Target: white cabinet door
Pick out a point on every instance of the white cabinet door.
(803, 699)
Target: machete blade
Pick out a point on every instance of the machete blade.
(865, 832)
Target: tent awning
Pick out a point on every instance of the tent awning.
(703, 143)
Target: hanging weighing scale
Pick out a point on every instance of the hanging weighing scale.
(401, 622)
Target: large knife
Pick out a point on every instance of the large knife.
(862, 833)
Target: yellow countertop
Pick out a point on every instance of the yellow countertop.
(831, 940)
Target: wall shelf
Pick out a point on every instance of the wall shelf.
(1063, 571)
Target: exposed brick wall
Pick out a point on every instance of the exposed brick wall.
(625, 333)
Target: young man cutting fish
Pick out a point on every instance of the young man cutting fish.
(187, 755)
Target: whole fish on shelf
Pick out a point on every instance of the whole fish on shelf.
***
Write out the entries above once more, without altering anything.

Target: white cabinet door
Pick out a point on every instance of the white cabinet door.
(803, 699)
Target: machete blade
Pick out a point on every instance of the machete blade.
(865, 832)
Target: tent awning
Pick out a point on every instance of the tent awning.
(703, 143)
Target: hanging weighing scale
Pick out a point on every instance of the hanging weighing scale.
(401, 622)
Target: large knife
Pick out a point on every instance of the large knife.
(862, 833)
Target: yellow countertop
Pick out a point on every instance of the yellow countertop.
(831, 940)
Target: wall shelf
Pick out a point on every instance of the wall shelf.
(1063, 571)
Target: exposed brick wall
Pick out a point on every instance of the exposed brick wall.
(625, 333)
Target: young man cutting fish
Pick out a point on every instance of the young man cutting fish.
(187, 755)
Target: whole fish on shelf
Pick out a point on every instance of the whole fish on shelf.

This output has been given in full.